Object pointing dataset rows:
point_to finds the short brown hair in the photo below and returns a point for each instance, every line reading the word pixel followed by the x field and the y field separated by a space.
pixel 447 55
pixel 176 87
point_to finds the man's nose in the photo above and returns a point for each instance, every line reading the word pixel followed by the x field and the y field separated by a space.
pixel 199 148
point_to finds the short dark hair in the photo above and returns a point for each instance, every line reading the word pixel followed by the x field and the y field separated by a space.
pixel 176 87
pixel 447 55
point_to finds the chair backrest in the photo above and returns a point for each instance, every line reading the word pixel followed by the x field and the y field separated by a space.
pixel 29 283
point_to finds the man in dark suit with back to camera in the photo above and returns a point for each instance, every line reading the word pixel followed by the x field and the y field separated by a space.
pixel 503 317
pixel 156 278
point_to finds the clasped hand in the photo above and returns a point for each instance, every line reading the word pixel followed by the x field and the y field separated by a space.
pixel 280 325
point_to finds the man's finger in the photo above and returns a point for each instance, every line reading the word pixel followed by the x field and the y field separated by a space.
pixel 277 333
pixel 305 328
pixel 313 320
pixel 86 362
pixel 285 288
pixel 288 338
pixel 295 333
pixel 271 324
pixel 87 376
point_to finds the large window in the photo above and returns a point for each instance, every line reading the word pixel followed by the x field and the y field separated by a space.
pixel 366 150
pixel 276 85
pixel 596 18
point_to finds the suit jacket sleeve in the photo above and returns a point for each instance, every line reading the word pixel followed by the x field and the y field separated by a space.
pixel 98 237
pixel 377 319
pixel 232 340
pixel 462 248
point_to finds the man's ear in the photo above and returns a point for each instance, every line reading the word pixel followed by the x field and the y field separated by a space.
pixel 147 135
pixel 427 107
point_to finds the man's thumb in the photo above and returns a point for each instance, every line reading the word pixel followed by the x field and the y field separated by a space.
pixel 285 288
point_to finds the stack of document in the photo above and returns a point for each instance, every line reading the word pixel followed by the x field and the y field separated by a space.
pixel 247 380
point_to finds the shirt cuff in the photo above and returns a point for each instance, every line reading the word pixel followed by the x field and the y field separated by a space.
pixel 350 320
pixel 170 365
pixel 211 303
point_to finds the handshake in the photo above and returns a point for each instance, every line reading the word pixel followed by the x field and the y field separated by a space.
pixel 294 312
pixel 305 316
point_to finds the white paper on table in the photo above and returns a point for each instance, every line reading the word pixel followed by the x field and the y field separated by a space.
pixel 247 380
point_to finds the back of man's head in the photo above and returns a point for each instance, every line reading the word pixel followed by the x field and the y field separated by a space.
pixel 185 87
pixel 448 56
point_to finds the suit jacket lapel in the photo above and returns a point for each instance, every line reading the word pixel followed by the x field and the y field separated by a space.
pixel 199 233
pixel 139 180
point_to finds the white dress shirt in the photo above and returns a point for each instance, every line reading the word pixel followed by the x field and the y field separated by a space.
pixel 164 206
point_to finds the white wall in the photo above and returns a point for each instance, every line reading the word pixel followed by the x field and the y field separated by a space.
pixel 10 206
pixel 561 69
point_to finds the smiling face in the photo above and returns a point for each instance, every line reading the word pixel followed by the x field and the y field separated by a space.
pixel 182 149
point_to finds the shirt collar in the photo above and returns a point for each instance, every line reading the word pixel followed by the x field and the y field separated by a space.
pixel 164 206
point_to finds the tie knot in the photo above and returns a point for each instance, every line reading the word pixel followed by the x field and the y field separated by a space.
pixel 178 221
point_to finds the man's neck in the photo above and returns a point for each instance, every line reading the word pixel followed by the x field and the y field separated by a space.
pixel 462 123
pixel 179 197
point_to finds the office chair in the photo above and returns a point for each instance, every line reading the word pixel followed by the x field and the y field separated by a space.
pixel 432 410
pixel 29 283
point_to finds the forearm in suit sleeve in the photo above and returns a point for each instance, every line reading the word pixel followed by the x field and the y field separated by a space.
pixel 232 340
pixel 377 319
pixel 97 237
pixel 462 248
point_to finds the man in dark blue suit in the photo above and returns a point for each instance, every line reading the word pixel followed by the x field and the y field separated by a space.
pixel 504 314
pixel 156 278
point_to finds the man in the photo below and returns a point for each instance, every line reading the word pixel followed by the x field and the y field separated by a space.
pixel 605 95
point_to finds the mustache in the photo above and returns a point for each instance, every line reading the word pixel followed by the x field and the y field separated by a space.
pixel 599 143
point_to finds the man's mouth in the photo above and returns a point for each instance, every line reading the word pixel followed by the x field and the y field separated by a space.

What is asked — Print every one of the records above, reproducing each line character for character.

Full response —
point_to finds the short brown hair in the photo below and returns a point for each instance, every line reading the word pixel followed by the x field and the y field separated by a space.
pixel 447 55
pixel 176 87
point_to finds the man's nose in the photo above and returns a point for each instance, every line reading the word pixel followed by the x field and the y field separated by a space.
pixel 199 148
point_to finds the short dark hair in the photo above and returns a point for each instance, every line reading the word pixel followed by the x field and the y field separated by a space.
pixel 176 87
pixel 447 55
point_to finds the chair backrest in the photo above and returns a point for each instance, every line reading the word pixel followed by the x field and the y field separated by a space.
pixel 29 283
point_to finds the man in dark suit with back to camera in the photo above and returns a point for each instance, every line reading the word pixel followed by the x field and the y field separated by a space.
pixel 503 317
pixel 156 278
point_to finds the clasped hand in the photo above and returns a point for each instance, every line reading the word pixel followed by the x field and the y field separated by a space.
pixel 280 325
point_to finds the man's finger in the photo above and returns a point for each instance, every line reading the word pixel followed by the x field and the y field separated by a space.
pixel 277 333
pixel 305 328
pixel 313 320
pixel 86 362
pixel 285 288
pixel 288 338
pixel 295 333
pixel 271 324
pixel 87 376
point_to finds the large window in the photo above and returns a point for each instance, every line reading the word pixel followed by the x field and the y field separated by a space.
pixel 366 150
pixel 276 85
pixel 596 18
point_to finds the suit jacket sleeve in the photo above and returns a point for each instance, every line reading the word pixel followed by the x field and the y field separated by a space.
pixel 98 237
pixel 377 319
pixel 232 340
pixel 462 248
point_to finds the man's ear in the photo above and returns a point for each instance, every line reading the word pixel followed by the x field and the y field separated by a space.
pixel 147 135
pixel 427 107
point_to finds the man's thumb in the photo above and returns a point for each instance, every line reading the word pixel followed by the x field and the y field separated by a space.
pixel 285 288
point_to finds the stack of document in the photo above and returns a point for each instance, every line reading the word pixel followed by the x field and the y field separated by a space.
pixel 247 380
point_to finds the shirt cuff in the photo above and returns a point for each instance, every line reading the word pixel followed by the x field and the y field separated by a space.
pixel 350 320
pixel 170 365
pixel 211 303
point_to finds the handshake in the photo above and returns a point for each instance, every line reading the word pixel followed by the x field and the y field separated by a space.
pixel 294 312
pixel 305 316
point_to finds the white paper on table in the photo above and returns a point for each instance, every line reading the word pixel followed by the x field and the y field separated by a space.
pixel 247 380
point_to finds the back of man's head in the photo above and returns a point for each instance, every line reading the word pixel followed by the x field and the y field separated by a space.
pixel 185 87
pixel 448 56
point_to finds the suit jacket lapel in the photo above and returns a point for each instance, every line reading the word pixel followed by the x field and the y field separated by a space.
pixel 199 233
pixel 139 180
point_to finds the white dress shirt in the photo above and returns a point for each instance, every line reading the word pixel followed by the x field and the y field separated by a space.
pixel 164 206
point_to finds the white wall in the photo above and returns a point for each instance, every line reading the word pixel followed by the x field and the y field separated by a space.
pixel 10 206
pixel 561 69
point_to finds the smiling face in the photo above and returns a point for each instance, every line reading the word pixel followed by the x field and the y field separated by a space.
pixel 182 149
point_to finds the shirt collar in the photo above and returns a point for each instance, every line reading the word pixel followed by the x field and the y field separated by a space.
pixel 164 206
point_to finds the tie knot in the photo above and returns a point for each instance, every line reading the word pixel followed by the x field and the y field separated by a space.
pixel 178 221
point_to finds the man's neck in the photo above and returns a point for each instance, every line reading the word pixel followed by the x field and the y field separated by a space.
pixel 462 123
pixel 179 197
point_to finds the office chair in the photo above and returns a point for each instance, every line reading the word pixel followed by the x field and the y field separated by a space.
pixel 432 410
pixel 29 283
point_to finds the forearm in suit sleeve in the photo above and returns a point for each instance, every line reading the word pixel followed by the x field and the y field separated by a space.
pixel 232 340
pixel 377 319
pixel 97 237
pixel 462 248
point_to finds the man in dark blue suit in the photo above and returns a point for each instance, every line reading the word pixel followed by the x field and the y field separated by a space.
pixel 504 314
pixel 156 278
point_to finds the man in the photo below and returns a point for each instance, every line reading the word pixel followed by the x field and the y field separated by a space.
pixel 605 95
point_to finds the mustache in the photo above and returns a point for each instance, every line reading the word pixel followed by the x field and the y field separated by a space.
pixel 599 143
point_to finds the man's mouth in the photo above and returns a point for each instance, every line reading the word pixel followed by the x field and the y field separated by a space.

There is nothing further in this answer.